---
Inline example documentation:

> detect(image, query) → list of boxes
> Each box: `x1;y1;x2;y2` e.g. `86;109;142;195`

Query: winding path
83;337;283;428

◇ ◇ ◇ ◇ ◇

= Your task =
The material above must be output in full. Keep every word as it is.

= Written response =
---
Inline example documentation:

> detect(image, query) → list of boxes
> Each box: `x1;y1;x2;y2` e.g. `86;109;142;195`

Query: winding path
83;337;283;428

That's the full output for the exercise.